» What the task asks:
Check each line of the entries for the string "cloud". Report only how many lines have it.

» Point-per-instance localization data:
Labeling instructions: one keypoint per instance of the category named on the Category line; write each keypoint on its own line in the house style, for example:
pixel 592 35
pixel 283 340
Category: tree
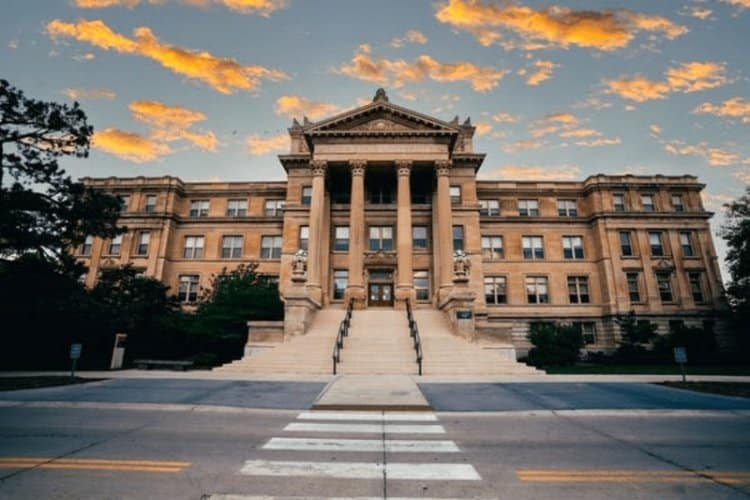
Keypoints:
pixel 42 210
pixel 736 232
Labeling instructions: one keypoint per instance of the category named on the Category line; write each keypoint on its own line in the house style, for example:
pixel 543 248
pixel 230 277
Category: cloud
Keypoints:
pixel 129 146
pixel 224 74
pixel 396 72
pixel 296 106
pixel 537 173
pixel 604 30
pixel 543 72
pixel 686 78
pixel 82 94
pixel 411 36
pixel 258 146
pixel 736 107
pixel 260 7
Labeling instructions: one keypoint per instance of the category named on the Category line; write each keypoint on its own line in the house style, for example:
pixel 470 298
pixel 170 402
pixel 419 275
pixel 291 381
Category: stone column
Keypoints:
pixel 356 288
pixel 445 226
pixel 405 285
pixel 318 170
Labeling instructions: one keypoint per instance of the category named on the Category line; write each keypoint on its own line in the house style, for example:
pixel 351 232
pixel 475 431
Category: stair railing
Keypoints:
pixel 343 332
pixel 414 332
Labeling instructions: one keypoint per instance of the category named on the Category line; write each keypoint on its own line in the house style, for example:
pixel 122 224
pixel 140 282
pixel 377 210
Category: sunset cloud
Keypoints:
pixel 258 146
pixel 129 146
pixel 686 78
pixel 296 106
pixel 554 25
pixel 396 72
pixel 736 107
pixel 224 74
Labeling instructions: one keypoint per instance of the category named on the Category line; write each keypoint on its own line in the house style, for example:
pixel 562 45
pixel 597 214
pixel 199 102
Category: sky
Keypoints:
pixel 205 89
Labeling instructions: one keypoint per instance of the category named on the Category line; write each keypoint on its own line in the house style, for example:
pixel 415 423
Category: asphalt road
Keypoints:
pixel 62 452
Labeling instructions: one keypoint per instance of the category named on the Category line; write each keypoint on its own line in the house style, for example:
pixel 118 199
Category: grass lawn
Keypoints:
pixel 16 383
pixel 597 369
pixel 737 389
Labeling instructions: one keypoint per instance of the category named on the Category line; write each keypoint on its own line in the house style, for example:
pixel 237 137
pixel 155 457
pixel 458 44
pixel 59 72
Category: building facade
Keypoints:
pixel 386 203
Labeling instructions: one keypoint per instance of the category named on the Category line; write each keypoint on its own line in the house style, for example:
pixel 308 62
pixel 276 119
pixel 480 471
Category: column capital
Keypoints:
pixel 357 167
pixel 443 167
pixel 403 167
pixel 318 167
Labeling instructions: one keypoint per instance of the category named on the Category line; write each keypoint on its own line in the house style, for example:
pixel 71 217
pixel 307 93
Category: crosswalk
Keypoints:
pixel 385 436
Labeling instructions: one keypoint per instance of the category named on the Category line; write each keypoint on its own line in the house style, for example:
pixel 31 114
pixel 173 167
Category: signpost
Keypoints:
pixel 680 356
pixel 75 354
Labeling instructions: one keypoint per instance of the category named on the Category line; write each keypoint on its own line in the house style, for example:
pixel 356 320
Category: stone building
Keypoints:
pixel 387 204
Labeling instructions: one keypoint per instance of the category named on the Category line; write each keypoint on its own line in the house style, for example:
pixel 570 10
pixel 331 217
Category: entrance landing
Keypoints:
pixel 382 393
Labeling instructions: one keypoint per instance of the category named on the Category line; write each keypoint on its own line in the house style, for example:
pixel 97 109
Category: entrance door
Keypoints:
pixel 381 294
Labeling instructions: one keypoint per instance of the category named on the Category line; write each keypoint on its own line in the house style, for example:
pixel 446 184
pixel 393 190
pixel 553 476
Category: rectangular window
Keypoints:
pixel 527 208
pixel 231 247
pixel 573 247
pixel 304 237
pixel 664 283
pixel 677 204
pixel 654 241
pixel 536 290
pixel 626 247
pixel 270 247
pixel 144 237
pixel 193 247
pixel 381 238
pixel 274 208
pixel 533 247
pixel 199 208
pixel 149 205
pixel 489 207
pixel 458 238
pixel 492 247
pixel 634 290
pixel 647 201
pixel 578 289
pixel 495 290
pixel 236 208
pixel 307 195
pixel 188 289
pixel 618 202
pixel 340 282
pixel 419 237
pixel 422 285
pixel 686 244
pixel 341 239
pixel 696 287
pixel 567 208
pixel 455 192
pixel 88 243
pixel 115 245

» Finished task:
2